◆ TRY IT:
Please transcribe the entries below exactly and leave out every picture.

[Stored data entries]
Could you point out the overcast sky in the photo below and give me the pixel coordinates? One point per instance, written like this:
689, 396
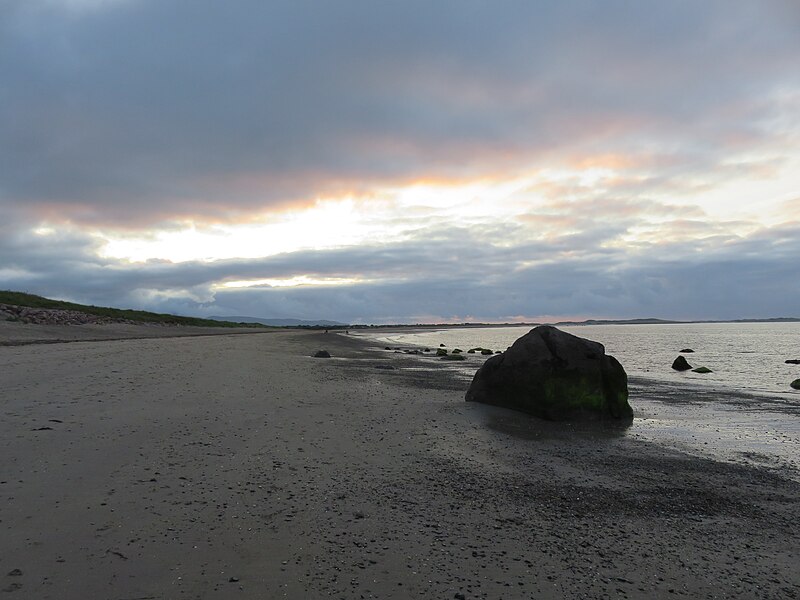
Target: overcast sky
407, 161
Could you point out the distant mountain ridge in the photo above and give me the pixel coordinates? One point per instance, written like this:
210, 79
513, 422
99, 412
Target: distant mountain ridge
282, 322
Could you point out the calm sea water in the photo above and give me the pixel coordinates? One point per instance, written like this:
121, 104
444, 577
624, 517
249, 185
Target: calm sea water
743, 356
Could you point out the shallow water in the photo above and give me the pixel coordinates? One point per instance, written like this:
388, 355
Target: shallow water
743, 356
744, 412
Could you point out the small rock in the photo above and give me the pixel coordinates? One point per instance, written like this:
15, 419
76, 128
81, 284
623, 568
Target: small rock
681, 364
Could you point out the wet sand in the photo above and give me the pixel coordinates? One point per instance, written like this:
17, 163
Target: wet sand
236, 466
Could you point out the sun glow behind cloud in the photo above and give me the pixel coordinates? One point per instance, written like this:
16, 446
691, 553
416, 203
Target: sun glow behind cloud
553, 201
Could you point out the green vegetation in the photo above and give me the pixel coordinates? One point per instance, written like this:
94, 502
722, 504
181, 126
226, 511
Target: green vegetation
140, 316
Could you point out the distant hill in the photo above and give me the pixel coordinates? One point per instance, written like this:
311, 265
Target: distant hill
282, 322
649, 321
29, 308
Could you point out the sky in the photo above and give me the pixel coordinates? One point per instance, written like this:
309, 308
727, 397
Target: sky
414, 161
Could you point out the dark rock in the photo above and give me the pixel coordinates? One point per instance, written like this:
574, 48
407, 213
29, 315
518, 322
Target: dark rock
554, 375
681, 364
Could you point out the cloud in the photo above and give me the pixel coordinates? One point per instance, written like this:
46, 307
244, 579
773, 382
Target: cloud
644, 140
451, 273
135, 112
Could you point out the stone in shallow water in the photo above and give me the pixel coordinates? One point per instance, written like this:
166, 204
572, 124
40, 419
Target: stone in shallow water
556, 376
681, 364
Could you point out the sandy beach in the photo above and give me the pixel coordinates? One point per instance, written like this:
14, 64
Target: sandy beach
236, 466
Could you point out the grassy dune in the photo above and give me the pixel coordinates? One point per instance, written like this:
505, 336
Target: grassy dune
33, 301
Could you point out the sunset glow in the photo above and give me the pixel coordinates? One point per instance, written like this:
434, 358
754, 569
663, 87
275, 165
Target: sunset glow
524, 174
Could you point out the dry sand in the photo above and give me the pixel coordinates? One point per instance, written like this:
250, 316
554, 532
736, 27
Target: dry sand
235, 466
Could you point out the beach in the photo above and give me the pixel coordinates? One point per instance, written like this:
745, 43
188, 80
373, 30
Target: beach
235, 465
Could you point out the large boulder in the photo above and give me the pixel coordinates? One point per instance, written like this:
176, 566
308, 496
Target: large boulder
556, 376
681, 364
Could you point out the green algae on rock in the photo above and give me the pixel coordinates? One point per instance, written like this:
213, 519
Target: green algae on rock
554, 375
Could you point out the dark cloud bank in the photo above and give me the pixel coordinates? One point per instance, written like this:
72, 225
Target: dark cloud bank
457, 277
131, 113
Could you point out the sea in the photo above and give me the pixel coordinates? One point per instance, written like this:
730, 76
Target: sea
743, 412
742, 356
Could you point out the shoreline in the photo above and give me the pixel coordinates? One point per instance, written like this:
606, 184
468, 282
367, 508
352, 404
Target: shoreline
719, 423
229, 465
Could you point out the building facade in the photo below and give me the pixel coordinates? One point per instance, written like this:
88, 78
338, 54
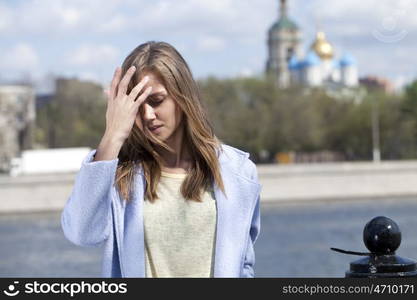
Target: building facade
318, 68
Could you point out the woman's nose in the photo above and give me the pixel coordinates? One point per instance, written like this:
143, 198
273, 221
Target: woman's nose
149, 112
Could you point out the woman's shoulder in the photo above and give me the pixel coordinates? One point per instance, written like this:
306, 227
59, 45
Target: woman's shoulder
238, 160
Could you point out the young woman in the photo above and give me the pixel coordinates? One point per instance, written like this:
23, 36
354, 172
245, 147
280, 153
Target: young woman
161, 193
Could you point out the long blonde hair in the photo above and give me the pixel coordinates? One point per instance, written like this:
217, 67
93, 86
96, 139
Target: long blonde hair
139, 149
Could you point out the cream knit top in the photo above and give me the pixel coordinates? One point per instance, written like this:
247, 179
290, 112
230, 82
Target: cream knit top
179, 234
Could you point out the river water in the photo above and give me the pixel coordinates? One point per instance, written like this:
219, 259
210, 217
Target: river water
295, 240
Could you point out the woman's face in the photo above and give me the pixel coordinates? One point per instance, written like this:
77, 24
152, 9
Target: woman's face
159, 113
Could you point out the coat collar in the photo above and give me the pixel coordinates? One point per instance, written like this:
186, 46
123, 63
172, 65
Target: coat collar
234, 210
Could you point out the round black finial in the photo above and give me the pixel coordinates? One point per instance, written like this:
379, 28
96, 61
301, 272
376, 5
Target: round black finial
382, 235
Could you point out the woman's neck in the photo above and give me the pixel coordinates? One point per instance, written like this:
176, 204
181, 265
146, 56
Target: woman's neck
178, 161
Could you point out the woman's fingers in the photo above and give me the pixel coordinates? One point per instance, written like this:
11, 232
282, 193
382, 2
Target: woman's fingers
122, 88
114, 82
143, 96
136, 90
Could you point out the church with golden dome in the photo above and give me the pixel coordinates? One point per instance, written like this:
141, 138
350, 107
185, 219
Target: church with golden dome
318, 67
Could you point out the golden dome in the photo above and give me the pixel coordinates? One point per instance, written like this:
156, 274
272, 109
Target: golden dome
322, 47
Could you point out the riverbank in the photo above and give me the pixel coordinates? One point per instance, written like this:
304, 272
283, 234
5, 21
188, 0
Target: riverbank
280, 184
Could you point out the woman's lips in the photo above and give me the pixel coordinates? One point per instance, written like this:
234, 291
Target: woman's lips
155, 129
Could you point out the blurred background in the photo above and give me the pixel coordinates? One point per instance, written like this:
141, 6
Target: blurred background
322, 94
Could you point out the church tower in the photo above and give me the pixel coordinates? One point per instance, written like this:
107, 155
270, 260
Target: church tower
284, 41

◆ RESULT OF THE EXERCISE:
Could you point out the overcast sky in the photo below and give me the pixel coordinates? One point per instance, written like this:
689, 396
Target: overcast sky
407, 161
Could you point out the distant mountain ridge in the photo above and give me the pixel coordinates? One point per instance, written like this:
210, 79
513, 422
99, 412
Target: distant mountain ridge
282, 322
Could you point out the calm sea water in the photo above and give me the pixel coordinates? One point per instance, written like this:
121, 104
444, 577
624, 517
249, 185
Target: calm sea water
743, 356
Could you point out the shallow water in the photo above and give me the pixel coordinates? One point per instance, written like this:
388, 355
Target: shallow water
743, 356
744, 412
Could you point out the small rock in the photo above and give me the pixel coordinates? One point per instance, written like this:
15, 419
76, 128
81, 284
623, 568
Target: small rock
681, 364
Could you point out the wet sand in the photo above and give me the pixel coordinates? One point per instance, written like this:
17, 163
Target: wet sand
236, 466
Could you point out the sun glow behind cloud in the photo above and give me the pixel coordinates? One point per instance, written like this:
16, 446
691, 553
416, 203
Target: sun glow behind cloud
553, 201
Could you point out the green vegetation in the photo above and give me the pixel coordinates? One point per instance, written like this:
94, 502
722, 504
181, 126
226, 511
Target: green vegetation
140, 316
Could you point out the distant hill in the photo above and give me the pixel coordinates? One point per instance, written like this:
311, 265
Target: distant hill
282, 322
649, 321
29, 308
Could you point out the sky in the photo above and give me the pixel coordinates? One point per instance, written like this:
309, 308
727, 397
Target: sky
414, 161
Could you point out the dark rock in the photo above and give me the pixel coordinates? One point per instance, written like this:
574, 48
407, 213
29, 315
518, 322
Target: dark rock
554, 375
681, 364
Could you point out the cloud in the photo above and give me the pixel coordinates? One point per instance, written like this:
46, 307
244, 579
773, 382
Target: cloud
644, 140
451, 273
135, 112
Could you point out the stone in shallow water in the photo above and give me the pixel coordinates? One point per instance, written like this:
166, 204
572, 124
40, 419
Target: stone in shallow water
556, 376
681, 364
Could you point out the sandy beach in the photo above and give me the pixel coordinates? One point per instance, written like this:
14, 64
Target: sandy beach
236, 466
Could you point out the grassy dune in the photo above and give me the pixel coordinates? One point per instance, written like this:
505, 336
Target: grassy dune
33, 301
Could you point out the sunset glow in the photo above and give me the pixel coordinates? One point per instance, written like this:
434, 358
754, 569
663, 87
275, 165
Target: sunset glow
524, 174
Could you point out the dry sand in the photo above and give me the pixel coordinates? One point per instance, written like this:
250, 316
554, 532
736, 27
Target: dry sand
235, 466
Could you point out the beach in the photo above and give me the pixel coordinates? One point per instance, written like this:
745, 43
188, 80
373, 30
Target: beach
235, 465
Could you point out the large boulder in the photo above and give me the pixel coordinates? One point per instance, written like this:
176, 566
308, 496
Target: large boulder
556, 376
681, 364
Could you point out the green algae on rock in the photo above and give me the pixel coordinates? One point per instance, written like this:
213, 519
Target: green algae on rock
554, 375
Could you point out the dark cloud bank in the photo above and give me the pixel coordinates? One point per instance, written like this:
72, 225
Target: dark cloud bank
457, 277
131, 113
Could you point out the sea in the photo above and give me the pixel coordinates? One point per instance, written like this:
730, 76
Target: sea
743, 412
742, 356
Could you point out the shoreline in the photo above and give me the pixel coordinates? One point per instance, written like this:
606, 184
468, 282
367, 508
352, 404
Target: shoreline
719, 423
229, 465
Could you point out the building facade in the photo below and give me the pixel coordinates? One point per instance, written like this:
88, 78
338, 54
Target: building facade
318, 68
Could you point out the woman's nose in the photo above and give me the pixel coordinates? One point per instance, written like this:
143, 198
273, 221
Target: woman's nose
149, 112
Could you point out the woman's shoulder in the photo above and give me the pixel coordinates? One point per instance, written like this:
306, 227
59, 45
Target: woman's shoulder
238, 160
Could you point out the young woman in the photo above and give me the pixel coordinates? One point per instance, written like this:
23, 36
354, 172
245, 147
280, 153
Target: young woman
161, 193
Could you point out the long blonde hair in the photo above and give me the pixel coordinates? One point per instance, written like this:
217, 67
93, 86
96, 139
Target: long blonde hair
139, 149
Could you point out the cream knit top in the photo above and give me the pixel coordinates? One point per instance, written like this:
247, 179
290, 112
230, 82
Target: cream knit top
179, 234
Could you point out the river water in the photo above and give me the pixel coordinates? One point per instance, written like this:
219, 259
210, 217
Target: river water
295, 240
Could you point out the woman's face in the photo above and give me the pixel coordinates? One point per instance, written like this:
77, 24
152, 9
Target: woman's face
159, 113
Could you point out the coat collar in the photo above and give me the pixel coordinates? One point per instance, written like this:
186, 46
123, 63
172, 65
Target: coat collar
234, 210
Could you point out the round black finial in the photo above and give me the pixel coordinates? One point per instance, written like this:
379, 28
96, 61
301, 272
376, 5
Target: round black finial
382, 235
Could you point out the woman's neck in the photo above and give me the pixel coordinates? One point per instance, written like this:
176, 204
181, 265
146, 56
Target: woman's neck
178, 161
Could you point out the woman's fingers in the photo above and give me the pixel coordinates? One point per instance, written like this:
11, 232
282, 193
382, 2
Target: woman's fingers
122, 88
114, 82
143, 96
136, 90
Could you point out the church with golden dome in the photo above and give me the pixel coordinates? One point per instance, written like this:
141, 138
350, 107
185, 219
Target: church with golden dome
318, 67
Could you point out the golden dome in the photo above and give me the pixel coordinates? One point per instance, written like this:
156, 274
272, 109
Target: golden dome
322, 47
Could you point out the riverbank in the photo above and give me the pixel coordinates? One point per instance, written like this:
304, 272
283, 234
5, 21
188, 0
Target: riverbank
280, 184
Could you point out the woman's lips in the photo above and give me the pixel coordinates? One point per instance, written like this:
234, 291
Target: woman's lips
155, 129
Could you point out the blurred background in the photo above and give me the pixel coordinates? One point per instance, written like this:
141, 6
Target: blurred background
322, 94
Could you point out the church tower in the photo above and give me the pixel coordinates? One point per instance, written like this:
107, 155
270, 260
Target: church tower
284, 41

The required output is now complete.